EXTRACT PROVIDED:
==*==
Given that the 6300, 6500, and 6700 models ended production around the 10 year point, and the 6400 and 6600 models have already been out for around 6 years, it begs the question, what's going to happen in 4 years from now?

I know Flex doesn't address specifics about future equipment and software enhancements, but I'm wondering if someone from Flex can at least chime in and let their loyal customers know if they have something (anything) on their drawing board, which will eventually replace current models?

Butch, KF4HR


  • fpmacko
    fpmacko Member ✭✭

    I'd be very surprised if they would speculate about future products. No matter whether they're four months or four years into the future. They surely know all about the "Osborne Effect".

    Osborne effect - Wikipedia

    73.... Frank / WA3NHK

  • Mike-VA3MW
    Mike-VA3MW Administrator, FlexRadio Employee, Community Manager, Super Elmer, Moderator admin
    edited July 25

    There are always new ideas in the mix. And, I would love to share them. Maybe some day. I can't even hint about anything to my close friends who try to drag it out of me. :)

    The Osborne effect is something very real.

    Most new product ides never make it to the "let's build it phase" because it might not be economical to build.
==*==
ENTRIES PROVIDED:
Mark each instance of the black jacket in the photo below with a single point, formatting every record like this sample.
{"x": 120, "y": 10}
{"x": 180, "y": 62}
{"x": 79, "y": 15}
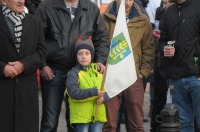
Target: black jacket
{"x": 19, "y": 110}
{"x": 181, "y": 22}
{"x": 61, "y": 33}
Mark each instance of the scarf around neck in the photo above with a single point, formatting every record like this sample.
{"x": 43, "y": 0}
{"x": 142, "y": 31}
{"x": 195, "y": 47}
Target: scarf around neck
{"x": 17, "y": 19}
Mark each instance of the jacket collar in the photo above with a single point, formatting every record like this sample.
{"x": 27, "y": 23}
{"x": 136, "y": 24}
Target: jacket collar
{"x": 4, "y": 26}
{"x": 60, "y": 4}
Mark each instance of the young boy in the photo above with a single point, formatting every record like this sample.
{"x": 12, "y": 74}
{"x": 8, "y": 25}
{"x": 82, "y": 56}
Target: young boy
{"x": 83, "y": 88}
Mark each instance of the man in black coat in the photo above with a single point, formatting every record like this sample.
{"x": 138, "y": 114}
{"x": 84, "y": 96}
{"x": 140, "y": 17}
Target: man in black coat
{"x": 64, "y": 22}
{"x": 181, "y": 25}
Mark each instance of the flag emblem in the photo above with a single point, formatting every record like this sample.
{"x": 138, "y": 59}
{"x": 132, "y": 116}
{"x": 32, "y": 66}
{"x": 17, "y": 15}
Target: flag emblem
{"x": 119, "y": 49}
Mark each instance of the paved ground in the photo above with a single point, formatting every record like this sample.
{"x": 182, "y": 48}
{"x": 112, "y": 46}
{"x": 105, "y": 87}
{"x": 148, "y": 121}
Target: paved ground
{"x": 62, "y": 123}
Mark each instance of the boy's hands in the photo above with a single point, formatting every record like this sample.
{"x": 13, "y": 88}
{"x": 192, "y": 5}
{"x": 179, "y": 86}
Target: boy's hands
{"x": 100, "y": 100}
{"x": 100, "y": 93}
{"x": 100, "y": 97}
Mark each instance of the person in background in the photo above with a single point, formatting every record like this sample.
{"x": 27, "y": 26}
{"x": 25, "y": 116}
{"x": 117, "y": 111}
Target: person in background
{"x": 143, "y": 46}
{"x": 142, "y": 5}
{"x": 151, "y": 10}
{"x": 64, "y": 21}
{"x": 159, "y": 85}
{"x": 181, "y": 25}
{"x": 84, "y": 89}
{"x": 23, "y": 51}
{"x": 31, "y": 6}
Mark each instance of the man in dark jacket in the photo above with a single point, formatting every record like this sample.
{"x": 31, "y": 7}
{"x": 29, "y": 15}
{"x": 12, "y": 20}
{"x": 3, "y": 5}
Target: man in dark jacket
{"x": 181, "y": 24}
{"x": 23, "y": 51}
{"x": 64, "y": 22}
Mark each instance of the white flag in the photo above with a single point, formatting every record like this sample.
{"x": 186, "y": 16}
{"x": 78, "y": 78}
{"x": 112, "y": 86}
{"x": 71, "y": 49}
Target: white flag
{"x": 121, "y": 71}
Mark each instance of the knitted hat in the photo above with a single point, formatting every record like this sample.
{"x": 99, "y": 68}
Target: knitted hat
{"x": 84, "y": 44}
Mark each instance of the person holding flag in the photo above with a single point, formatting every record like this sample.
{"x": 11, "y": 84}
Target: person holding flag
{"x": 131, "y": 55}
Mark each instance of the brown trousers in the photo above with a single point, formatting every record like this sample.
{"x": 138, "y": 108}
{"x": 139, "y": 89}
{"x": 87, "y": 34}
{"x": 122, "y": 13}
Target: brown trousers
{"x": 133, "y": 99}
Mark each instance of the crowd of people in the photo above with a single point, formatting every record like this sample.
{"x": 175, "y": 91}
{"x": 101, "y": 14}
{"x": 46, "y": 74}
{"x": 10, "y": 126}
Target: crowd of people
{"x": 69, "y": 42}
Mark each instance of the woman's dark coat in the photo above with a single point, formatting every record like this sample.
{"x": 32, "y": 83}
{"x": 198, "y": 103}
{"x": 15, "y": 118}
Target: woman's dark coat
{"x": 19, "y": 95}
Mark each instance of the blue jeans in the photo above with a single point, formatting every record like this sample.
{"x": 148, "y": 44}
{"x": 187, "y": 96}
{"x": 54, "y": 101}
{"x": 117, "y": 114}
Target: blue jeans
{"x": 186, "y": 97}
{"x": 52, "y": 97}
{"x": 89, "y": 127}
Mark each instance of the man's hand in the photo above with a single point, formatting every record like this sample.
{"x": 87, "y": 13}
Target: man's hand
{"x": 156, "y": 34}
{"x": 100, "y": 93}
{"x": 18, "y": 66}
{"x": 169, "y": 51}
{"x": 10, "y": 71}
{"x": 47, "y": 73}
{"x": 101, "y": 68}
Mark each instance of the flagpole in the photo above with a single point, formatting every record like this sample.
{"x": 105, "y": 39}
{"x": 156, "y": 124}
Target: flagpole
{"x": 102, "y": 87}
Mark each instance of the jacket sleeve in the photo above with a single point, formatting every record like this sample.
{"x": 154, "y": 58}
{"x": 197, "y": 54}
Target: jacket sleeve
{"x": 2, "y": 66}
{"x": 148, "y": 51}
{"x": 38, "y": 58}
{"x": 75, "y": 92}
{"x": 100, "y": 40}
{"x": 41, "y": 14}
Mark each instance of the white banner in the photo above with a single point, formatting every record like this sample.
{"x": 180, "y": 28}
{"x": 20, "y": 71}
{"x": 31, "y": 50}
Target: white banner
{"x": 121, "y": 71}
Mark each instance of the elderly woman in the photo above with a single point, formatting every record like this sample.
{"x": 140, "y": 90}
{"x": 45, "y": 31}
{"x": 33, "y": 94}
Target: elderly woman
{"x": 22, "y": 52}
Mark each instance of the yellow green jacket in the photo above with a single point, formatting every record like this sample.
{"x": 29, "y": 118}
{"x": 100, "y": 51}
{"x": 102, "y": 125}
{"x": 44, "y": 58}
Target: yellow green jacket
{"x": 82, "y": 87}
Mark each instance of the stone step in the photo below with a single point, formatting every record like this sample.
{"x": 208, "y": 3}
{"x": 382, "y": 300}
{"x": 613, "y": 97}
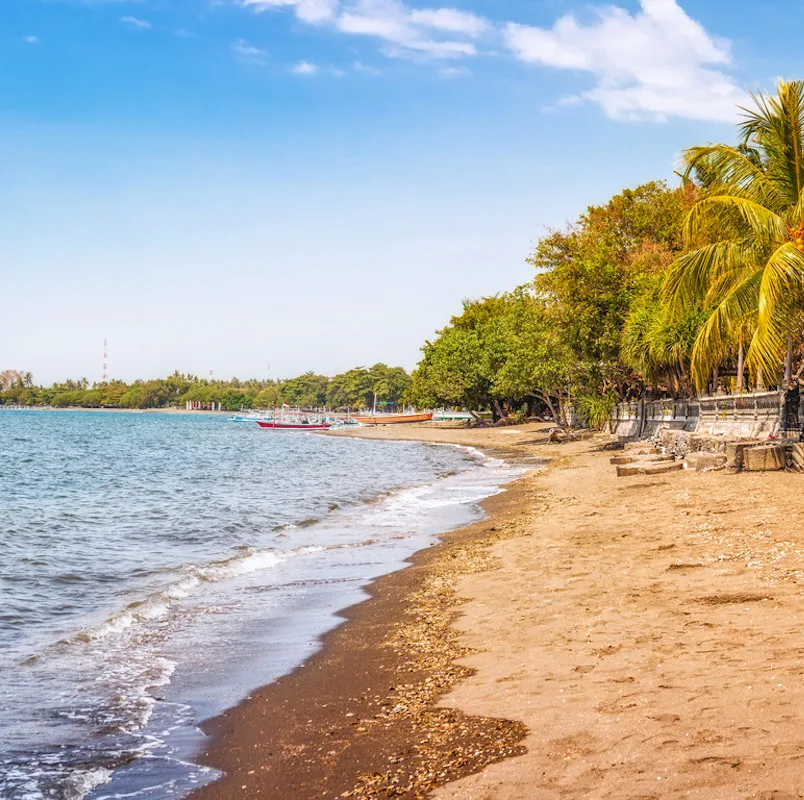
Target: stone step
{"x": 705, "y": 462}
{"x": 640, "y": 458}
{"x": 655, "y": 468}
{"x": 766, "y": 458}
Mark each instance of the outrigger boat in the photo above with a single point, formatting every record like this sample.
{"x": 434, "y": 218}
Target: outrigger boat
{"x": 303, "y": 425}
{"x": 393, "y": 419}
{"x": 294, "y": 421}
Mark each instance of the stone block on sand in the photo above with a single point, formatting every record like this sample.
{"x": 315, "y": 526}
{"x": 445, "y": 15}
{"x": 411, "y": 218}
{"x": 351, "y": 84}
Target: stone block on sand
{"x": 674, "y": 441}
{"x": 655, "y": 468}
{"x": 704, "y": 462}
{"x": 767, "y": 458}
{"x": 735, "y": 454}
==*==
In the forum thread about Flex radio models, around what point did the 6300, 6500, and 6700 models end production? You won't need the entries for this.

Around the 10-year point.